SHORT PROBLEM: Can you update the lines below so that every "front wheel" becomes "rear wheel", with nothing else changed?

Stored records:
* START *

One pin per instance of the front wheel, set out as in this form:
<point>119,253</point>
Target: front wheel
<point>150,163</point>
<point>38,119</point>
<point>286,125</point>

* END *

SOLUTION:
One pin per instance of the rear wheel, set out as in this form:
<point>119,253</point>
Target: rear wheel
<point>150,163</point>
<point>38,119</point>
<point>286,125</point>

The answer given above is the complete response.